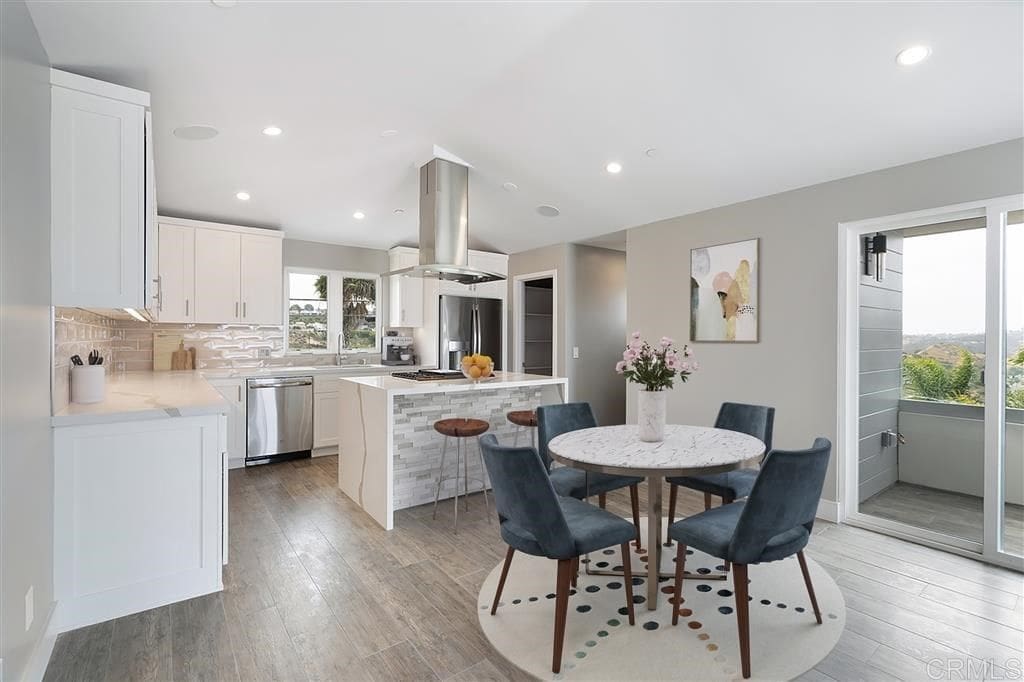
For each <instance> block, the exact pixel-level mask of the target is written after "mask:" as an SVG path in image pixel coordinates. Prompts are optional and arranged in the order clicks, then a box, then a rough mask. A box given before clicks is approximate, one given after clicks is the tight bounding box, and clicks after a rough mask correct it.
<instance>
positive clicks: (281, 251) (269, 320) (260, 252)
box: [242, 235, 285, 325]
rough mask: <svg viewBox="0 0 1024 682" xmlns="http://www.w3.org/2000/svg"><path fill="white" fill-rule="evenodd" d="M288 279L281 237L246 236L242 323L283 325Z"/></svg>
mask: <svg viewBox="0 0 1024 682" xmlns="http://www.w3.org/2000/svg"><path fill="white" fill-rule="evenodd" d="M284 282H285V280H284V272H283V265H282V240H281V238H280V237H263V236H259V235H242V322H244V323H248V324H250V325H281V324H283V323H282V315H283V314H284V308H283V306H282V298H281V297H282V295H283V292H284V287H285V284H284Z"/></svg>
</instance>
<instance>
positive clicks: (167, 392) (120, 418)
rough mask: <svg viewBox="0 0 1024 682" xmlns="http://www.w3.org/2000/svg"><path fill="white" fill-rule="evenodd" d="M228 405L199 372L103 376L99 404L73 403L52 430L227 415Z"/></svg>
mask: <svg viewBox="0 0 1024 682" xmlns="http://www.w3.org/2000/svg"><path fill="white" fill-rule="evenodd" d="M227 411H228V404H227V402H226V401H225V400H224V398H223V397H221V395H220V393H218V392H217V389H215V388H214V387H213V386H211V385H210V384H209V382H207V381H206V380H205V379H204V378H203V377H202V376H201V375H200V373H199V372H191V371H189V372H128V373H126V374H123V375H110V374H109V375H108V376H106V397H105V399H103V400H102V401H101V402H91V403H87V404H80V403H77V402H72V403H71V404H69V406H68V407H67V408H65V409H63V410H61V411H60V412H58V413H57V414H55V415H53V417H52V418H51V424H52V425H53V426H77V425H80V424H110V423H114V422H124V421H136V420H142V419H166V418H171V417H195V416H200V415H217V414H227Z"/></svg>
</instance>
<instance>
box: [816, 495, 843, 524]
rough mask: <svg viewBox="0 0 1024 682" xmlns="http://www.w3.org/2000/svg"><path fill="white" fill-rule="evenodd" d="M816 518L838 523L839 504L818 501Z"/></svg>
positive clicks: (823, 500)
mask: <svg viewBox="0 0 1024 682" xmlns="http://www.w3.org/2000/svg"><path fill="white" fill-rule="evenodd" d="M816 516H817V518H820V519H824V520H826V521H831V522H833V523H839V519H840V515H839V503H838V502H833V501H831V500H818V513H817V515H816Z"/></svg>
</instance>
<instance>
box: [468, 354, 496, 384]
mask: <svg viewBox="0 0 1024 682" xmlns="http://www.w3.org/2000/svg"><path fill="white" fill-rule="evenodd" d="M462 373H463V375H465V377H466V378H467V379H469V380H470V381H472V382H477V381H486V380H487V379H493V378H494V376H495V361H494V360H493V359H490V356H489V355H480V354H479V353H473V354H472V355H466V356H465V357H463V358H462Z"/></svg>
══════════════════════════════
Work to be completed: For this exercise, retype the data above exactly and skip every image.

Written answer:
For each <instance> block, the exact pixel-level mask of the target is written after "mask:" as an SVG path in image pixel coordinates. Prompts are optional and arranged in the order clicks, then a box, then a rough mask. A box given before clicks is approximate, one given after clicks is the tight bounding box, and clicks after a rough mask correct it.
<instance>
positive clicks: (281, 251) (269, 320) (260, 252)
box: [242, 235, 285, 325]
rough mask: <svg viewBox="0 0 1024 682" xmlns="http://www.w3.org/2000/svg"><path fill="white" fill-rule="evenodd" d="M288 279L281 237L246 236L242 323L283 325Z"/></svg>
mask: <svg viewBox="0 0 1024 682" xmlns="http://www.w3.org/2000/svg"><path fill="white" fill-rule="evenodd" d="M284 282H285V280H284V272H283V265H282V240H281V238H280V237H263V236H259V235H242V322H244V323H248V324H250V325H281V324H283V323H282V315H283V314H284V308H283V306H282V298H281V297H282V295H283V292H284V287H285V284H284Z"/></svg>
</instance>
<instance>
positive clicks: (167, 392) (120, 418)
rough mask: <svg viewBox="0 0 1024 682" xmlns="http://www.w3.org/2000/svg"><path fill="white" fill-rule="evenodd" d="M228 405L199 372L103 376L99 404L73 403L52 430L227 415Z"/></svg>
mask: <svg viewBox="0 0 1024 682" xmlns="http://www.w3.org/2000/svg"><path fill="white" fill-rule="evenodd" d="M227 411H228V404H227V402H226V401H225V400H224V398H223V397H221V395H220V393H218V392H217V389H215V388H214V387H213V386H211V385H210V384H209V382H207V381H206V380H205V379H204V378H203V377H202V376H201V375H200V373H199V372H191V371H189V372H128V373H126V374H123V375H110V374H109V375H108V376H106V397H105V399H103V400H102V401H101V402H91V403H87V404H80V403H77V402H72V403H71V404H69V406H68V407H67V408H65V409H63V410H61V411H60V412H58V413H57V414H55V415H53V417H52V418H51V424H52V425H53V426H77V425H80V424H110V423H114V422H124V421H136V420H142V419H166V418H171V417H195V416H200V415H217V414H227Z"/></svg>
</instance>
<instance>
box: [816, 495, 843, 524]
rough mask: <svg viewBox="0 0 1024 682" xmlns="http://www.w3.org/2000/svg"><path fill="white" fill-rule="evenodd" d="M816 518L838 523L839 504L818 501Z"/></svg>
positive clicks: (823, 500)
mask: <svg viewBox="0 0 1024 682" xmlns="http://www.w3.org/2000/svg"><path fill="white" fill-rule="evenodd" d="M816 516H817V518H820V519H824V520H826V521H831V522H833V523H839V519H840V515H839V503H838V502H833V501H831V500H818V513H817V515H816Z"/></svg>
</instance>
<instance>
box: [468, 354, 496, 384]
mask: <svg viewBox="0 0 1024 682" xmlns="http://www.w3.org/2000/svg"><path fill="white" fill-rule="evenodd" d="M462 373H463V375H465V377H466V378H467V379H469V380H470V381H472V382H477V381H486V380H487V379H493V378H494V376H495V361H494V360H493V359H490V356H489V355H480V354H479V353H473V354H472V355H466V356H465V357H463V358H462Z"/></svg>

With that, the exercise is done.